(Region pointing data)

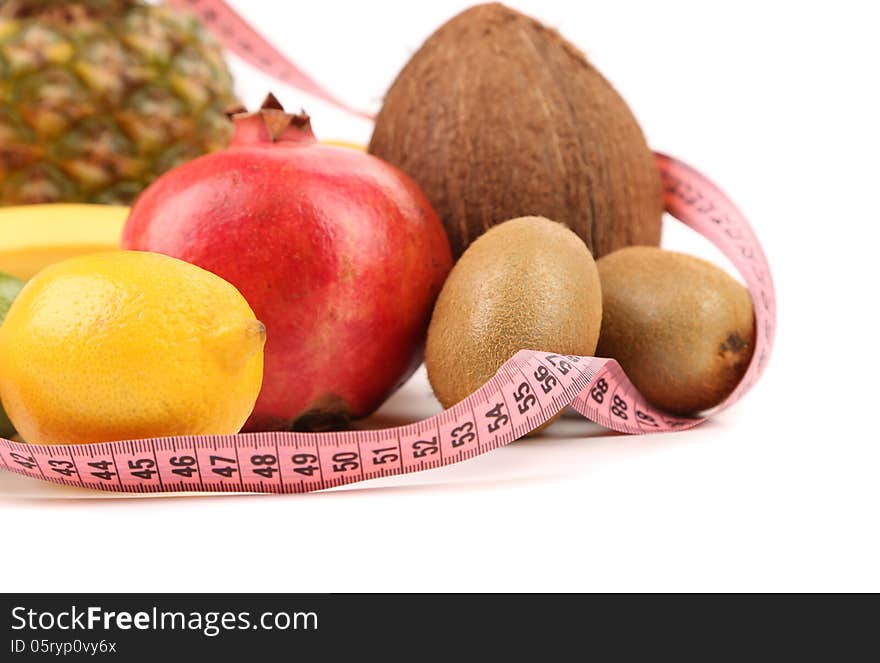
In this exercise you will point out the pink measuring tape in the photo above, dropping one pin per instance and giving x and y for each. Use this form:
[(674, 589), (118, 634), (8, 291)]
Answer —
[(526, 392)]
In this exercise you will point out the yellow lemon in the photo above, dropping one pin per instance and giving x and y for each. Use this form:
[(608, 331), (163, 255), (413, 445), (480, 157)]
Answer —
[(125, 345)]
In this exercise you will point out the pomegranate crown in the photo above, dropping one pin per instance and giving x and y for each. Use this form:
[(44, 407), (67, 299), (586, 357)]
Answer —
[(270, 123)]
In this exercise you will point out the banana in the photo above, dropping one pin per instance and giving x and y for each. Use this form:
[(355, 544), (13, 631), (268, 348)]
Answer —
[(35, 236)]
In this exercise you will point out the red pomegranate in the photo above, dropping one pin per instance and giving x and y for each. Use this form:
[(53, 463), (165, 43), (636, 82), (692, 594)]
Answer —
[(338, 253)]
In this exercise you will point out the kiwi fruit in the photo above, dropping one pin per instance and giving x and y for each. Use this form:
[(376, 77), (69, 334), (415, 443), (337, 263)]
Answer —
[(526, 284), (681, 328), (497, 116)]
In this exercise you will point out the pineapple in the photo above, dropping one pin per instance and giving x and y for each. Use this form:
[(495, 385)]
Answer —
[(99, 97)]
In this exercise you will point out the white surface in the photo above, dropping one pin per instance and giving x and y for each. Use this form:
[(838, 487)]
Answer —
[(779, 104)]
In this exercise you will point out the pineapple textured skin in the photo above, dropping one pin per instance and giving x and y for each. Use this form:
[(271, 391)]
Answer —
[(100, 97)]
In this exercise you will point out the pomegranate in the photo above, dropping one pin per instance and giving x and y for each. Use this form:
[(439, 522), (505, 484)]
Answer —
[(340, 255)]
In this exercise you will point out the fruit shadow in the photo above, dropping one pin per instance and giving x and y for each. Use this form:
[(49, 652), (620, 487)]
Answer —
[(570, 450)]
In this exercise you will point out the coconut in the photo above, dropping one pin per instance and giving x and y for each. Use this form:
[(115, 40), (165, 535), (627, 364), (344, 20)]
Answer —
[(497, 116)]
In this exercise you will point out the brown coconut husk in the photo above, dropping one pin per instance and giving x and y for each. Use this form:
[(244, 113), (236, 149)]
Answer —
[(497, 116)]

- TASK DESCRIPTION: The entries above hold the needed span. Transcribe exactly the lines from the one with "[(495, 385)]" to the one with "[(49, 652), (620, 487)]", both included.

- THE COMPLETED TASK:
[(495, 385)]
Answer —
[(99, 97)]
In this exercise you will point out the white surface in the photo above, dropping one pin per instance and giving x and y for each. Use this form:
[(838, 487)]
Answer —
[(779, 104)]
In this exercise you will point out the pineapple textured skin in the photo above, dropping one pin per instance and giving x and y for each. Use this form:
[(271, 391)]
Answer —
[(100, 97)]
In this exercise you will point out the pomegranate in the photo above, dropping one pin per instance and giving x and y for each. Use this form:
[(439, 522), (505, 484)]
Answer —
[(340, 255)]
In this exercise you will point out the fruit shadow in the photo above, dropping one pin per instance and giving x and y for each. Use this form:
[(49, 652), (620, 487)]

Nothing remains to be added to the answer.